Write the next part of the biography of singer Natalie Nevins, starting right after its last sentence.

Extract →

>>>>

- Born: May 15, 1925 Philadelphia, Pennsylvania, United States
- Died: August 23, 2010 (aged 85) Langhorne, Pennsylvania, United States
- Genres: Inspirational
- Occupation: Singer
- Instrument(s): Vocals, Flute
- Years active: 1950–1969
- Labels: Ranwood

= Natalie Nevins =

American singer (1925 - 2010)

Natalie Nevins (May 15, 1925 - August 23, 2010) was an American singer who appeared on television's The Lawrence Welk Show from 1965 to 1969.

==Early life==
Born and raised in Philadelphia, Pennsylvania, Nevins began singing when she was five and later took flute and piano lessons. She graduated from Little Flower Catholic High School for Girls in Hunting Park and later attended Chestnut Hill College and the University of Pennsylvania.

==Singing career==

In 1950, she had her own television program on WCAU titled Notes From Natalie. Two years later, she was asked by Ed Sullivan to appear on his show after meeting him at a benefit in Philadelphia.

<<<<

Dataset excerpts →
>>>>

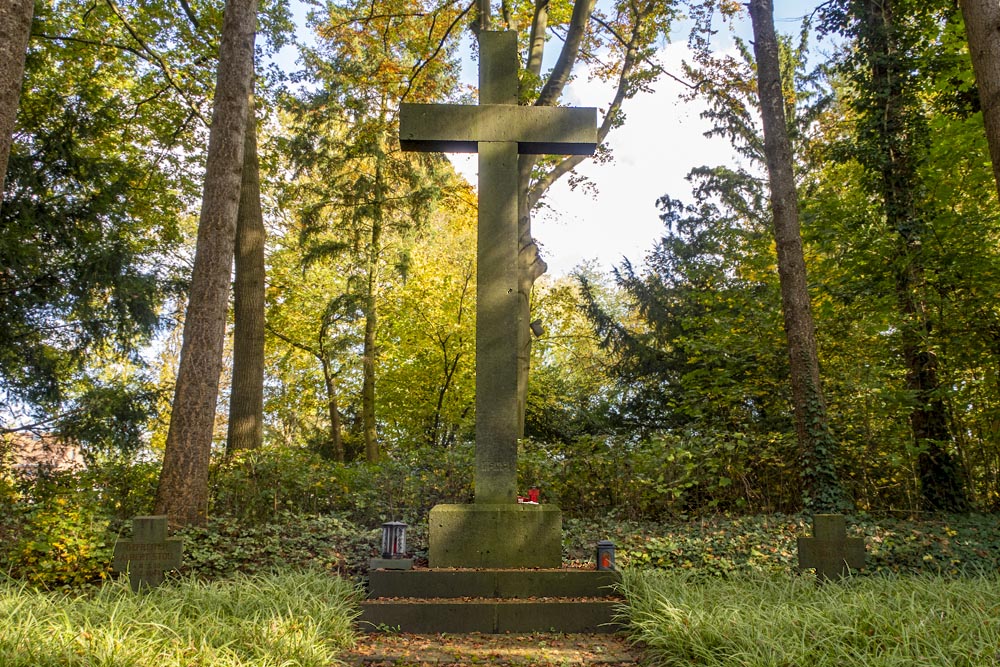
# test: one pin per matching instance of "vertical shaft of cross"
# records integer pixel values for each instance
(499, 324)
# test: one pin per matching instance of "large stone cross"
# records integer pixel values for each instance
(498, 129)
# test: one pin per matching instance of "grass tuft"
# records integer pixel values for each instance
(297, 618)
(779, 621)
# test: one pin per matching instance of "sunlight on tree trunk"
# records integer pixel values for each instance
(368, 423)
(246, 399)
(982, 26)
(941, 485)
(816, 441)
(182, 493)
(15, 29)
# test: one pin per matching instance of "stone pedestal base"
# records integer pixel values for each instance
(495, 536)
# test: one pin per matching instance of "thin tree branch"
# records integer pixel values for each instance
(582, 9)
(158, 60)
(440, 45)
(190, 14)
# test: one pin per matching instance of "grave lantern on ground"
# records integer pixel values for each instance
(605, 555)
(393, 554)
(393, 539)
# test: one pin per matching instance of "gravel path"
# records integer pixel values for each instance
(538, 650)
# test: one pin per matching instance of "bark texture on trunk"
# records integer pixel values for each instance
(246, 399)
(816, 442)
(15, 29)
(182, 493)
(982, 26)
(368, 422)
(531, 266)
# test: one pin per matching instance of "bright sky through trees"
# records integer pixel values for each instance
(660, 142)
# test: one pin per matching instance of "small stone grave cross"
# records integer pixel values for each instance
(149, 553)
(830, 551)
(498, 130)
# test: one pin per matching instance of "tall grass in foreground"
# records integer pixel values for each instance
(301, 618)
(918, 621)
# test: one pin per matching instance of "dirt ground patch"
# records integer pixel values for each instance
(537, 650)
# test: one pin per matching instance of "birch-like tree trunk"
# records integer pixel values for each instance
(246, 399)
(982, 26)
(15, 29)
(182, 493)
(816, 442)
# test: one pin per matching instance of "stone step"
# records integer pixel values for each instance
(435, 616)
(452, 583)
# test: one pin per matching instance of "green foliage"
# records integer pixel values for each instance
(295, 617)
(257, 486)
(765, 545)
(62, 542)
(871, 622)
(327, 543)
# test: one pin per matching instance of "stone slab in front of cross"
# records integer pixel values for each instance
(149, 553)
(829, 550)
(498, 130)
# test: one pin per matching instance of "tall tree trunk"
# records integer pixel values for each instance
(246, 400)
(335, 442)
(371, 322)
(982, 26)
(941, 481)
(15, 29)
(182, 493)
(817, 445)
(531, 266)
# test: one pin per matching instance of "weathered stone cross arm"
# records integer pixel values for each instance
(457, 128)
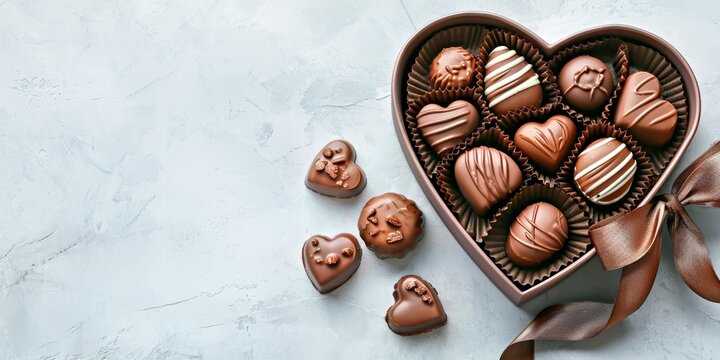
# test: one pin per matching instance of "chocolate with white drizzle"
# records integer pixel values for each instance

<<<<

Task response →
In 1965, she was hired by Lawrence Welk as a vocalist on his weekly television program, where her pitch perfect singing voice earned Natalie nationwide fans and admirers. Nevins was hired after she sang to him over the phone after the suggestion of her doctor, of which Welk was among the patients. In addition to solo numbers, she sang in duets with Jimmy Roberts and Joe Feeney and recorded a solo album titled Natalie Nevins Sings I Believe & Other Inspirational Songs which was released by Ranwood Records in 1968.

Nevins left the Lawrence Welk show in 1969 and was mostly out of the public spotlight after that.

Nevins briefly was an assistant on NBC's The Tonight Show Starring Johnny Carson and later moved back to Philadelphia to care for her mother and to be near her brother, Reverend John Nevins, a Roman Catholic priest.

==Death==
Natalie Nevins died on August 23, 2010, from complications from hip surgery at St. Mary's Medical Center in Langhorne, Pennsylvania.